─── Extrait proposé ───
La Loi présentée par le Gouvernement et votée par le Parlement,
promulguée dans la foulée par le président de la République après
l’aval de la Cour Suprême de Justice, institution qui joue encore
le rôle de la Cour constitutionnelle, légalise de
facto
l’inégalité des Congolais au regard de la représentativité
politique. Elle doit être purement et simplement abrogée. Ainsi
revient-il au peuple congolais de défaire pacifiquement dans la rue,
en tant que souverain primaire, ce que le Gouvernement et le
Parlement ont cyniquement concocté. Les Congolaises et les Congolais
doivent réparer l’injustice flagrante que la Cour Suprême de
Justice et la présidence de la République ont ignominieusement
cautionnée. Face à la faillite des institutions étatiques, il
revient au peuple congolais de rétablir l’ordre constitutionnel.
───
**Consignes**
• A. D'après l'extrait, quelle institution joue encore le rôle de la Cour constitutionnelle ?
• B. Indiquez si chacune des affirmations suivantes est conforme à l'extrait, en citant les mots qui justifient votre réponse. (i) La loi a été présentée par le Parlement. (ii) Il revient au peuple congolais de défaire la loi de manière pacifique. (iii) L'extrait demande que la loi soit simplement modifiée.
─── Données ───
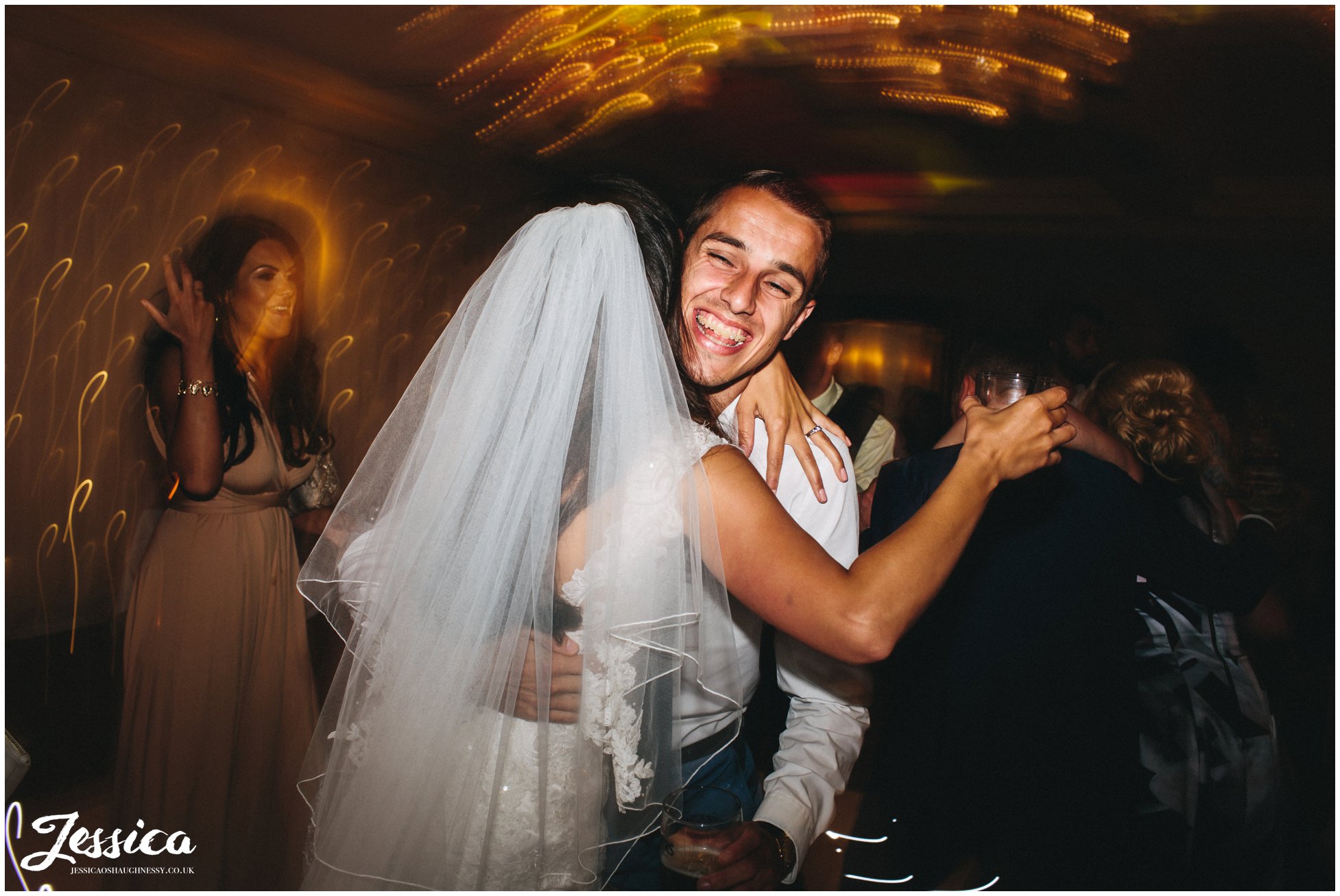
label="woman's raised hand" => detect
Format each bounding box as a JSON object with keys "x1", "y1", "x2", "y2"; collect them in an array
───
**Réponses rédigées**
• A. La Cour Suprême de Justice.

• B.
(i) Non : « La Loi présentée par le Gouvernement et votée par le Parlement ».
(ii) Oui : « revient-il au peuple congolais de défaire pacifiquement dans la rue ».
(iii) Non : « Elle doit être purement et simplement abrogée. »